= TESTO ESTRATTO =
—————

# essere all'altezza di



## sacher_manu

Ciao a tutti!!

Qualcuno sa come si può tradurre l'espressione "essere all'altezza di qualcosa"?

In Italian this expression is used to say that u're able to do something:
"I know it's difficult, but _to sei all'altezza_"

I would traslate it as "to be up to something", but I have a clue it's wrong....

Grazie!


----------



## carrickp

In AE we say "on top of" something, which sounds like the same thing. We also say "up to" something, which also sounds similar. "He is only an intern, but we think he is *on top of* the situation and *up to* making the presentation to the clients.


----------



## Red Frog

sacher_manu said:
			
		

> Ciao a tutti!!
> 
> Qualcuno sa come si può tradurre l'espressione "essere all'altezza di qualcosa"?
> 
> In Italian this expression is used to say that u're able to do something:
> "I know it's difficult, but _tu sei all'altezza_"
> 
> I would translate it as "to be up to something", but I have a (clue) feeling it's wrong....
> 
> Grazie!


 
Ciao!

For the example you give here, I would say in English quite simply: "I know it's difficult, but *you* can do it!" (emphasising the "you") or "...I'm *sure *you can do it" (in this case, emphasising the "sure"). 

You could also say: "I know it's difficult, but you're *up* to it!" (Here I would emphasise the "up".)

Hope that helps


----------



## Testarossa

Forse:
You are equal to the task.
ciao.


----------



## ellaco

Ciao a tutti.
Potreste aiutarmi a tradurre in inglese l' espressione italiana "essere all' altezza" di qualcosa.
Esempio: Mi hanno proposto di condurre lo spettacolo, ma non credo di essere all' altezza della situazione.

Ringrazio in anticipo


----------



## Saoul

My take:

I was proposed the show direction, but I don't reckon I am on a level with it.

Aspetta un madrelingua comunque.


----------



## giacinta

puo' darsi che "essere al altezza " vuol dire "essere capace di farlo"?
Giacinta


----------



## Lolybina

Hi there - perhaps you could express the query is as follows...

I was asked to direct the show, but I don't feel I can live up to the expected standards.


JG


----------



## utente

ellaco said:
			
		

> Ciao a tutti.
> Potreste aiutarmi a tradurre in inglese l' espressione italiana "essere all' altezza" di qualcosa.
> Esempio: Mi hanno proposto di condurre lo spettacolo, ma non credo di essere all' altezza della situazione.
> 
> Ringrazio in anticipo


 
Ciao ellaco,

They asked me to put on the show, but I don't feel up to it.

They asked me to put on the show, but I don't think that I'm up to it.

—————

= SEZIONE DATI =
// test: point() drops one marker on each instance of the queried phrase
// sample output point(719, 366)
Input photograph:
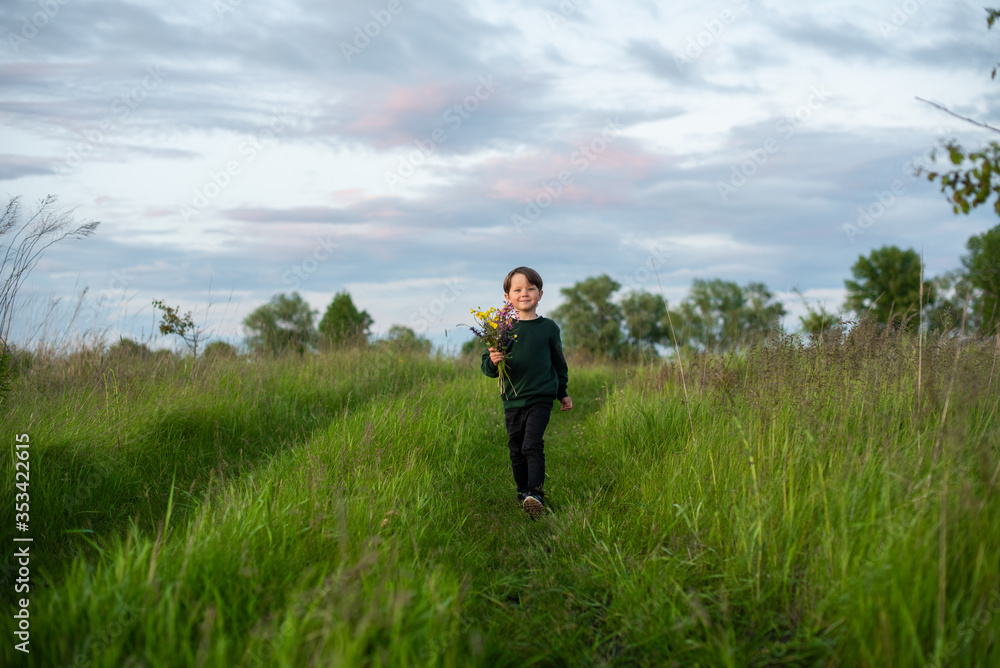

—————

= ELENCO COMPITI =
1: Quale frase inglese propone Testarossa nella discussione su «essere all'altezza»?
2: Copia dalla discussione su «essere all'altezza» il passo compreso tra «puo' darsi che» e «is as follows...», estremi inclusi.
3: Prosegui la discussione su «essere all'altezza» dal punto in cui si ferma.
Le righe non hanno alcun legame con la discussione su «essere all'altezza».

= RISULTATI DEI COMPITI =
1: You are equal to the task.

2:
puo' darsi che "essere al altezza " vuol dire "essere capace di farlo"?
Giacinta


----------



## Lolybina

Hi there - perhaps you could express the query is as follows...

3:
C'è una idioma in inglese to be up to qualcosa.  In questo caso, significa essere capace di qualcosa.  Sembra che sia analoga a essere all'altezza della situazione.

Ma raccomando, c'è una altra significa per la stessa idioma.

To be up to something, or  To be up to no good significa stare facendo qualcosa un po' cattiva o furba.  Depende, come spesso, sul contesto.

Do you want to try translating this difficult sentence?
Sure, I'm up to it!

Do you want to learn some more irregular verbs?
No, I don't feel up to it right now.

Watch Johnny (un bambino).  I think that he is up to no good.

Be careful of that guy.  He is up to no good.


--Steven


----------



## foxfirebrand

utente has the best idiomatic answer-- "I don't think I'm up to it."  We do have an expression, to be "on top of the situation," but it tends to mean "to know _about_" something you're doing, to have all the information at your fingertips-- but you might be an observer, not the one in control.  What you expressed is more like "to know _how_" or to be capable of performing a task.  "I'm up to it" expresses that nuance of meaning exactly.
.


----------



## utente

Scusate!  C'è ancora una altra idioma che è ancora simile al essere all'altezza.  

To be on top of something significa essere all'altezza di qualcosa.

Can you fix the car?
Sure, I'm on top of it!

Can you translate this paragraph?
Yes, I'm right on top of it!

Are you able to finish the project on time?
Sure, I'm right on top of it!


Forse questo è in po' meglio di to be up to something.  Inoltre, a differenza di to be up to something, non c'è un significato cattivo.

--Steven



			
				foxfirebrand said:
			
		

> utente has the best idiomatic answer-- "I don't think I'm up to it." We do have an expression, to be "on top of the situation," but it tends to mean "to know _about_" something you're doing, to have all the information at your fingertips-- but you might be an observer, not the one in control. What you expressed is more like "to know _how_" or to be capable of performing a task. "I'm up to it" expresses that nuance of meaning exactly.
> .


Scusa, fox!  Stavo scrivendo mentre stavi scrivendo tu!

--Steven


----------



## foxfirebrand

utente said:
			
		

> Scusa, fox!  Stavo scrivendo mentre stavi scrivendo tu!
> 
> --Steven


Amazing how often that happens!


----------



## Paulfromitaly

TrentinaNE said:


> Credo che sia to be as tall as something, to be the same height as something. *(it's nor about height, I think..*)
> 
> Elisabetta



To measure up with someone or something.


----------



## Paulfromitaly

TrentinaNE said:


> Oops.    Does it mean "to measure up to someone/something" in the sense of matching their achievements or to live up to some standard?  Un esempio (o due) sarebbe utile.
> 
> Grazie, Paul!
> 
> Elisabetta



Non potè mai *essere all'altezza delle* aspettative di sua madre.
She could never *measure up to* her mother's expectations.

Paul non *è all'altezza di *Elisabetta quando si tratta di cucinare.
Paul can't *measure up to* Elisabetta when it comes to cooking.


----------



## leenico

Non potè mai dimonstarsi all'altezza delle aspettative di sua madre. Credo che sia un altro modo di dire.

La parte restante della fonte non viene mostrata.